# Assignment:
Copy all the entries word for word, but omit the pictures.

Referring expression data
************
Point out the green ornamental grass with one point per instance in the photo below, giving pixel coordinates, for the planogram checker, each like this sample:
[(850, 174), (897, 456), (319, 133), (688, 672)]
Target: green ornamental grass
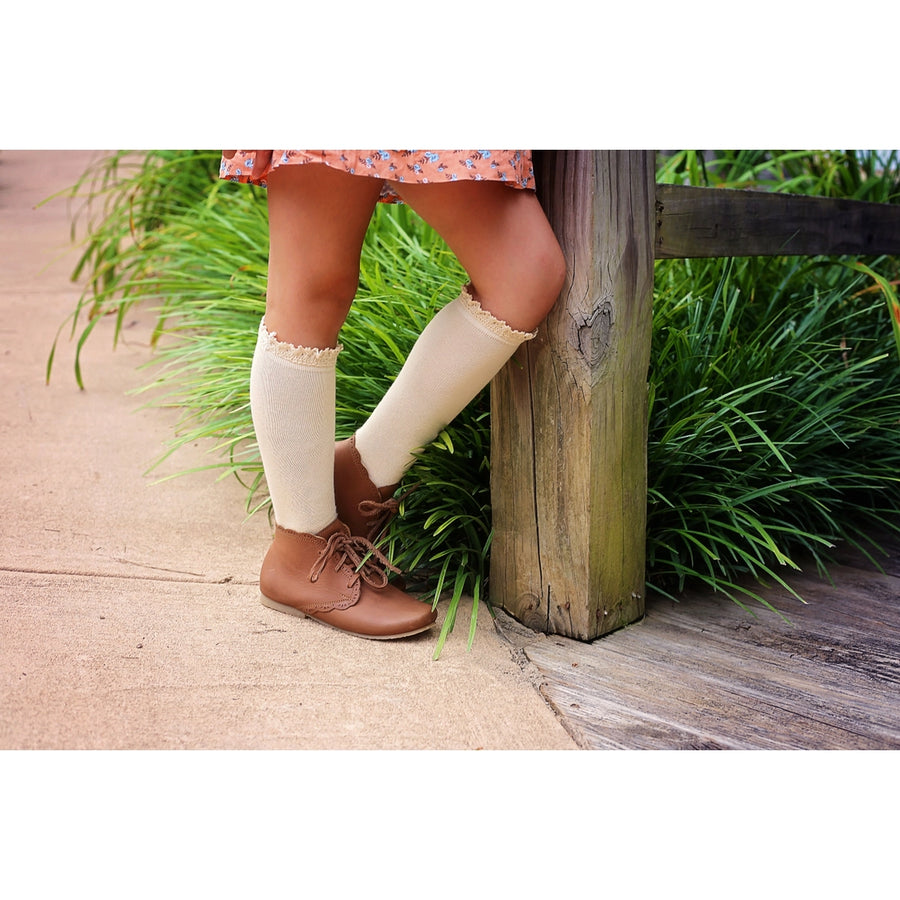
[(774, 388)]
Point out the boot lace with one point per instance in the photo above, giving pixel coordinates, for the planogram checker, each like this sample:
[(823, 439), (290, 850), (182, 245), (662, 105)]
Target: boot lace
[(380, 512), (366, 560)]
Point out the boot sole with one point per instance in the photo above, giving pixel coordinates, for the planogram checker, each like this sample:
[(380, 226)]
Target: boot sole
[(293, 611)]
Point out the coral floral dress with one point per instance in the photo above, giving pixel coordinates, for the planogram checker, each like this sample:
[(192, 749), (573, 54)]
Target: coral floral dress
[(512, 167)]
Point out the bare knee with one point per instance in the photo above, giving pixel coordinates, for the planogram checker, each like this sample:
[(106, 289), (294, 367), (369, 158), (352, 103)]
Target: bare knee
[(310, 311)]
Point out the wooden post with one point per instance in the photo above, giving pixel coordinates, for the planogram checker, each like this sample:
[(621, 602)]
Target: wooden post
[(569, 413)]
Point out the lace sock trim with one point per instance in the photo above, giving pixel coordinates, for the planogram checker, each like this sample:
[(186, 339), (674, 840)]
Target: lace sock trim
[(304, 356), (488, 322)]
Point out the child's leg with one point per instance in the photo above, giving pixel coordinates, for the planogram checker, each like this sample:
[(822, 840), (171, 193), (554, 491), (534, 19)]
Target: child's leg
[(317, 223), (502, 238)]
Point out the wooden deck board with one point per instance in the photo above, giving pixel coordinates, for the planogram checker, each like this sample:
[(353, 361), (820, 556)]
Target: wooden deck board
[(704, 673)]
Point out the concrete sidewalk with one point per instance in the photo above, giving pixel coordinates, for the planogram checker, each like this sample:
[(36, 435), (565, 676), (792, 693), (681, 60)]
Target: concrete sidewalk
[(129, 612)]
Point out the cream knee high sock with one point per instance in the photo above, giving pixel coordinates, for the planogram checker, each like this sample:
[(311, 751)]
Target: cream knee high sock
[(457, 354), (292, 395)]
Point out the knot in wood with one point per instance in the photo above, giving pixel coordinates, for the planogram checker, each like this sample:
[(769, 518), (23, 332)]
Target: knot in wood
[(593, 333)]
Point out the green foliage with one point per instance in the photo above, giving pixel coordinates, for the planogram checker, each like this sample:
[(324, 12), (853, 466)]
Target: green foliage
[(774, 391)]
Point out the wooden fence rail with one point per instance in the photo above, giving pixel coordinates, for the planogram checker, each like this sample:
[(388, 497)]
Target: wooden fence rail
[(569, 414)]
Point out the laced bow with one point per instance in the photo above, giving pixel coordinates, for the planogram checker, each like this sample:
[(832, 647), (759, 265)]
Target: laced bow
[(367, 561), (380, 512)]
************
# Response area:
Point out the green ornamental grass with one point per instance in the photo below, giving pixel coordinates, for the planogram checker, each like this sample:
[(850, 174), (897, 456), (319, 133), (688, 672)]
Target: green ornamental grass
[(774, 388)]
Point out the boot lace with one point per instance in the photo above, giving pixel coordinates, for the planogram checker, each like this sample:
[(823, 439), (290, 850), (182, 245), (662, 105)]
Target: boot lace
[(380, 512), (366, 560)]
Point out the boot sole with one point per instance in the photo above, giving pixel coordinates, for the planogram checker, each like this sample:
[(380, 226)]
Target: boot sole
[(293, 611)]
Point out the coral floral dress with one point per instance in the photo above, giving pixel coordinates, for the planogram checker, each like this sample:
[(192, 749), (573, 54)]
Target: coral floral dress
[(512, 167)]
Point out the bare knee with one point per instance in the photo above, giving pixel coordinates, for the planogram checker, each like this sample:
[(106, 289), (294, 367), (369, 158), (352, 103)]
Target: bare knee
[(310, 311)]
Point out the wooden post with one point per instance in the photo above, giving pixel coordinates, for the planogram checker, each like this sample:
[(621, 602)]
Target: wooden post
[(569, 413)]
Point out the lace sock trim with one point per instance in the photo above, giving pixel coordinates, for the planogram checker, each like this sample:
[(186, 339), (674, 840)]
Target: lace sock trim
[(304, 356), (488, 322)]
Point out the child's leg with one point per instance in the photo above, giving pixel coordinates, for the planogram checker, each like this sample:
[(822, 840), (171, 193), (554, 491), (534, 19)]
Target: child's leg
[(317, 223), (502, 238)]
Point out the wooden deck board with one point per instance in the photo above, giving pixel coordinates, for the planogram checker, each like this sample:
[(353, 361), (820, 556)]
Target: wooden deck board
[(704, 673)]
Point out the concrete sidewalk with one point per instance in the photo above, giving pixel coordinates, for the planogram checker, each like this sample:
[(36, 435), (565, 676), (792, 693), (681, 60)]
Target: concrete sidewalk
[(129, 612)]
Point out the cream knee high sock with one point per instance in the photo above, giving pixel coordinates, for the planogram checker, each like this sample:
[(311, 751)]
Target: cream knee high sock
[(457, 354), (292, 395)]
Point out the knot in wood with one point per instance in the photo above, giving pixel coordinates, for the planogram checker, each like this sample:
[(769, 518), (23, 332)]
Target: knot in wood
[(593, 333)]
Point out the green foliage with one point per instance in the photo above, giving pixel coordinates, for the planogram checker, each like this sample:
[(324, 12), (853, 466)]
Target: green foliage
[(774, 391)]
Point out the wooden fence rail with one point per instance in the photo above, giving pixel coordinates, for the planogram checker, each like this sample:
[(388, 497)]
Target: wooden fence rail
[(569, 414)]
Point out the laced bow with one point per instance in the photo above, giving pixel coordinates, for the planogram checker, each like this sample:
[(832, 647), (759, 265)]
Target: laced bow
[(367, 561), (380, 512)]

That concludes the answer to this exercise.